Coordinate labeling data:
┌──

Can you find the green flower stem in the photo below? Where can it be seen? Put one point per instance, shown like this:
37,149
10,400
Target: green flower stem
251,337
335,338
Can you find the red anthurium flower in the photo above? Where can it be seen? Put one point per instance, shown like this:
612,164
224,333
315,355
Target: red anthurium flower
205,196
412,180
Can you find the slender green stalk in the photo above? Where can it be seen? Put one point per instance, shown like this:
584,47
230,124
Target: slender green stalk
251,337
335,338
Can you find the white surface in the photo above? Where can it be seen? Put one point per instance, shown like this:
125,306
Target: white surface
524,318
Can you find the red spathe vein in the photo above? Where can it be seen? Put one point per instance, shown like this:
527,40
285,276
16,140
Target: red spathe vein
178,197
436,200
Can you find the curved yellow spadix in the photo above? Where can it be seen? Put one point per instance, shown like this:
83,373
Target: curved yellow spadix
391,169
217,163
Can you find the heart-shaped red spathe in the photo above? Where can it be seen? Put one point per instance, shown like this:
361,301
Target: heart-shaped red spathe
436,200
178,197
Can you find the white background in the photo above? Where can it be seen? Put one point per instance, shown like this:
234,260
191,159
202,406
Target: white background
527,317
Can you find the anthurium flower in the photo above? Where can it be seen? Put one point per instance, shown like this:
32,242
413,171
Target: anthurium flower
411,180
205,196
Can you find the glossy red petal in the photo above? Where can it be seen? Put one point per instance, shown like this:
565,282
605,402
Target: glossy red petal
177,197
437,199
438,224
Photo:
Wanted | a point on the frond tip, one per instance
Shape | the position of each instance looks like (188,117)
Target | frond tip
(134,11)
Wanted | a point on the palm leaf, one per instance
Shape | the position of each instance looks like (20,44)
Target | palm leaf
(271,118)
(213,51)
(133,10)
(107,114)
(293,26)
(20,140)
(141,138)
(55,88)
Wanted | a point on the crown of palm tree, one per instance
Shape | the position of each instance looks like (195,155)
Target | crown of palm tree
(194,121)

└──

### DIRECTIONS FOR THIS TASK
Print all of the records above again, line for line and unchanged.

### FINISHED ANSWER
Can you find the green flower stem in the photo below? Where can it be seen? Put one point per instance, shown like this:
37,149
10,400
Target: green flower stem
251,337
335,338
Can you find the red anthurium flower in the photo above? Where can it be seen? Put one point per instance, shown like this:
612,164
224,333
315,355
Target: red anthurium flower
205,196
412,180
Can you find the slender green stalk in the photo above? Where can it be seen? Put one point per instance, shown like this:
584,47
230,124
Target: slender green stalk
251,337
335,338
Can you find the white surface in the photo above? Where can it be seen? Put one point per instance, shown like this:
125,306
Target: white surface
524,318
Can you find the red spathe vein in the photo above? Where can it be seen? Put one point per instance, shown like this:
527,40
285,276
16,140
Target: red spathe vein
178,197
436,200
Can you find the curved yellow spadix in the photo above? Where can it be seen? Put one point per instance, shown like this:
83,373
Target: curved yellow spadix
391,169
217,163
Can you find the heart-shaped red spathe in the photo above? Where can it be seen? Put one point per instance, shown like this:
361,301
Target: heart-shaped red spathe
436,200
178,197
Can you find the white background in the photo above? Where can it be seen? Put one point per instance, shown like this:
234,260
191,159
202,406
Target: white background
527,317
Can you find the anthurium flower in the photo above? Where can it be seen? Put one point per instance, shown like this:
32,242
413,171
Target: anthurium flower
411,180
205,196
Can you find the glossy red petal in the photo above? Where can it be seen? Put one point per instance, shown like this:
565,282
605,402
Target: glossy red petal
177,197
437,199
438,224
Photo:
Wanted | a point on the frond tip, one per instance
Shape | the position of each instance looks like (188,117)
Target | frond tip
(134,11)
Wanted | a point on the palm leaf, one per instance
Shape | the position of each instance looks like (20,44)
Target | palm leaf
(271,118)
(213,51)
(133,10)
(107,114)
(293,26)
(20,140)
(141,138)
(55,88)
Wanted | a point on the crown of palm tree, one per instance
Shape | the position of each instance looks like (195,155)
Target | crown of palm tree
(194,121)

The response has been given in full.